What the task asks
Write out the data below exactly as given, without any of its pictures.

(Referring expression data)
=======

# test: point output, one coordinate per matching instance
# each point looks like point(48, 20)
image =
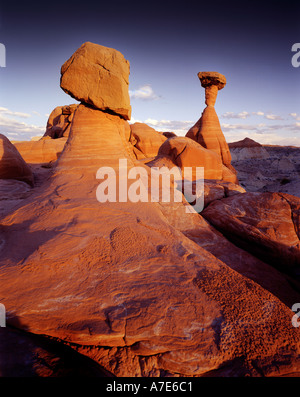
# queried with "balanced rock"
point(12, 164)
point(146, 140)
point(59, 121)
point(98, 76)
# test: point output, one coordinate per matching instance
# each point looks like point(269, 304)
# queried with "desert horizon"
point(150, 195)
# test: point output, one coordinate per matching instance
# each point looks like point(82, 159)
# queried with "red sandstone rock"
point(12, 164)
point(98, 76)
point(207, 132)
point(42, 151)
point(246, 142)
point(184, 152)
point(146, 139)
point(266, 224)
point(59, 121)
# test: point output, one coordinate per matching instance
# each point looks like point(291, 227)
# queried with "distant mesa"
point(246, 142)
point(149, 289)
point(98, 76)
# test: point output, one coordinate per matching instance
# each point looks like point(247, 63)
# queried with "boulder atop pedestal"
point(98, 76)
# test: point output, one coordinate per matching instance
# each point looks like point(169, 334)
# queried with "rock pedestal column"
point(207, 131)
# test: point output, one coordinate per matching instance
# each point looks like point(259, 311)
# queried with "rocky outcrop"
point(184, 152)
point(59, 121)
point(247, 149)
point(42, 151)
point(146, 140)
point(98, 76)
point(12, 164)
point(142, 288)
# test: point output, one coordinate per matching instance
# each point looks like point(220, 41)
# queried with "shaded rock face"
point(185, 152)
point(267, 168)
point(12, 165)
point(143, 289)
point(264, 223)
point(98, 76)
point(59, 121)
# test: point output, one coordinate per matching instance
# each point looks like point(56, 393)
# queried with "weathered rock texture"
point(146, 140)
point(124, 286)
point(98, 76)
point(42, 151)
point(142, 288)
point(59, 121)
point(12, 164)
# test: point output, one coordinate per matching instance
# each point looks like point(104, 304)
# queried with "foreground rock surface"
point(133, 292)
point(264, 223)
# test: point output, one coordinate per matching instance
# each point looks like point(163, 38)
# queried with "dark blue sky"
point(167, 44)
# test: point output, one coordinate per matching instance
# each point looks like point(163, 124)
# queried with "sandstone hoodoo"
point(143, 288)
point(59, 121)
point(207, 131)
point(98, 76)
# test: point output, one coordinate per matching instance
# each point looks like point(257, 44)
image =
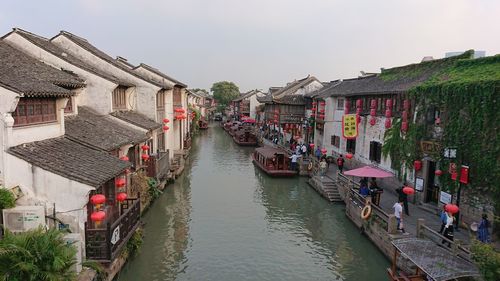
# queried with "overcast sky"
point(263, 43)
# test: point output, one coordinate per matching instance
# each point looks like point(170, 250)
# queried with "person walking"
point(398, 213)
point(322, 166)
point(340, 164)
point(483, 234)
point(403, 196)
point(293, 163)
point(448, 229)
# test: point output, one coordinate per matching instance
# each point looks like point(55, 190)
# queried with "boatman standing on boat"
point(293, 164)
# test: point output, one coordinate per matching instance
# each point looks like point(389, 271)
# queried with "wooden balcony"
point(158, 165)
point(103, 244)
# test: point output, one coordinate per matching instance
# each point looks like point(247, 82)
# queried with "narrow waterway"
point(226, 220)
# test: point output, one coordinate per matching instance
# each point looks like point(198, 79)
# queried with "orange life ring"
point(366, 212)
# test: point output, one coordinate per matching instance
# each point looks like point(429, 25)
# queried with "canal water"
point(224, 219)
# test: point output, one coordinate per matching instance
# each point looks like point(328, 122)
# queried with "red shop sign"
point(464, 174)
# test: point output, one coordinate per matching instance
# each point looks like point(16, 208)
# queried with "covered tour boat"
point(245, 137)
point(273, 161)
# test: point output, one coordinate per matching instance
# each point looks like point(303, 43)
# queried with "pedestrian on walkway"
point(398, 213)
point(293, 163)
point(403, 196)
point(448, 228)
point(317, 153)
point(340, 164)
point(483, 234)
point(322, 166)
point(443, 219)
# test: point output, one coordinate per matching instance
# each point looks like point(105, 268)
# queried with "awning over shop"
point(438, 263)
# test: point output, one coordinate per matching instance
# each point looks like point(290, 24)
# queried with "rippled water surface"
point(226, 220)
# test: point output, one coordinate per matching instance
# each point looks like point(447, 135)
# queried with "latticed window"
point(120, 98)
point(34, 111)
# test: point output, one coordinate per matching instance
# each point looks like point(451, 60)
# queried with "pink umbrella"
point(369, 172)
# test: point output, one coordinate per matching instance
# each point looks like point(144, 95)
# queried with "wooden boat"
point(203, 125)
point(245, 137)
point(273, 161)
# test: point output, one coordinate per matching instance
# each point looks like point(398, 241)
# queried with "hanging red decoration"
point(97, 199)
point(120, 182)
point(404, 126)
point(122, 196)
point(408, 190)
point(98, 216)
point(417, 164)
point(452, 208)
point(388, 123)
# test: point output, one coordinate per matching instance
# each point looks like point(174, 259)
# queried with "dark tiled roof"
point(32, 77)
point(50, 47)
point(294, 86)
point(391, 81)
point(158, 72)
point(137, 119)
point(71, 160)
point(92, 49)
point(100, 131)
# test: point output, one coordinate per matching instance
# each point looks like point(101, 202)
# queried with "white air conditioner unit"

=======

Result of this exercise
# test: point output, one coordinate per matching instance
# each point looks like point(48, 20)
image =
# queried with "balanced rock"
point(12, 164)
point(146, 140)
point(59, 121)
point(98, 76)
# test: point output, one coordinate per matching instance
# each point looks like point(269, 304)
# queried with "desert horizon"
point(150, 195)
# test: point output, one coordinate per matching instance
# each point looks like point(82, 159)
# queried with "red sandstone rock"
point(12, 164)
point(98, 76)
point(207, 132)
point(42, 151)
point(246, 142)
point(184, 152)
point(146, 139)
point(266, 224)
point(59, 121)
# test: point output, one coordinate per matching instance
# each point looks like point(291, 227)
# queried with "distant mesa"
point(246, 142)
point(149, 289)
point(98, 76)
# test: point output, one coordinate per matching instance
# each point looks like point(247, 63)
# queried with "boulder atop pedestal"
point(98, 76)
# test: point output, one coordinate per matching instance
# each point looks like point(169, 334)
# queried with "rock pedestal column"
point(207, 131)
# test: point output, one coordinate per matching instance
# each point looks like point(259, 311)
# queried with "rocky outcrop"
point(184, 152)
point(59, 121)
point(247, 149)
point(42, 151)
point(146, 140)
point(98, 76)
point(12, 164)
point(142, 288)
# test: point output, one coordinate per matching instance
# each point looks like point(220, 41)
# queried with "shaded rock face"
point(185, 152)
point(267, 168)
point(12, 165)
point(143, 289)
point(264, 223)
point(98, 76)
point(59, 121)
# test: point output, one coordinate per matching instance
# each point looks like point(56, 393)
# queried with "weathered rock texture"
point(146, 140)
point(124, 286)
point(98, 76)
point(42, 151)
point(142, 288)
point(59, 121)
point(12, 164)
# test: point output, one coordinate per matching instance
# each point looks like point(104, 304)
# queried with "foreground rock surface"
point(133, 292)
point(264, 223)
# test: point output, one coordinate per matching instance
# each point looks like point(163, 38)
# queried with "dark blue sky"
point(167, 44)
# test: point output, one coordinate per matching instance
# each point looks like point(163, 124)
# queried with "sandstone hoodoo"
point(143, 288)
point(59, 121)
point(207, 131)
point(98, 76)
# test: point output, one coordinate per matching instance
# each point looks like point(257, 44)
image =
# queried with "overcast sky"
point(263, 43)
# test: point output, one coordinate per matching instance
# each point looks like point(170, 250)
# queried with "person walking"
point(398, 213)
point(322, 166)
point(340, 164)
point(483, 234)
point(403, 196)
point(293, 163)
point(448, 229)
# test: point output, one coordinate per matching instance
# each point looks like point(55, 190)
# queried with "boatman standing on boat"
point(293, 164)
# test: point output, one coordinate per matching instance
# each point looks like point(389, 271)
# queried with "wooden balcony"
point(158, 165)
point(103, 244)
# test: point output, one coordinate per matching instance
# each point looks like point(247, 82)
# queried with "narrow waterway"
point(226, 220)
# test: point output, one coordinate per matching instance
# each point looks like point(198, 79)
# queried with "orange life ring"
point(366, 212)
# test: point output, one coordinate per matching instance
# each point looks like point(429, 25)
# queried with "canal water"
point(224, 219)
# test: point output, one coordinate per matching instance
# each point looks like point(328, 122)
# queried with "red shop sign"
point(464, 174)
# test: point output, one coordinate per matching instance
# each point looks like point(16, 208)
# queried with "covered tour boat"
point(245, 137)
point(273, 161)
# test: point output, one coordinate per matching instance
# each point looks like point(303, 43)
# queried with "pedestrian on walkway"
point(398, 213)
point(293, 163)
point(403, 196)
point(448, 228)
point(317, 153)
point(340, 164)
point(483, 234)
point(322, 166)
point(443, 219)
# test: point output, one coordinate per matching instance
# each point looks like point(105, 268)
# queried with "awning over shop"
point(438, 263)
# test: point output, one coordinate per matching instance
# each point looks like point(290, 24)
# queried with "rippled water surface"
point(226, 220)
# test: point output, one coordinate per matching instance
# each point looks like point(447, 135)
# queried with "latticed window"
point(120, 98)
point(34, 111)
# test: point output, one coordinate per matching instance
# each point looks like point(451, 60)
# queried with "pink umbrella"
point(369, 172)
# test: point output, one coordinate per matching instance
# each point looks like point(144, 95)
# queried with "wooden boat"
point(203, 125)
point(245, 137)
point(273, 161)
# test: point output, one coordinate per matching instance
# each point looks like point(398, 241)
# queried with "hanging red decoration"
point(97, 199)
point(120, 182)
point(404, 126)
point(122, 196)
point(408, 190)
point(98, 216)
point(417, 164)
point(452, 208)
point(388, 123)
# test: point output, one coordinate per matching instance
# each point looks like point(174, 259)
# queried with "dark tiled roof"
point(32, 77)
point(50, 47)
point(294, 86)
point(391, 81)
point(158, 72)
point(137, 119)
point(71, 160)
point(92, 49)
point(100, 131)
# test: point output, one coordinate per matching instance
# each point looks like point(101, 202)
# queried with "white air conditioner unit"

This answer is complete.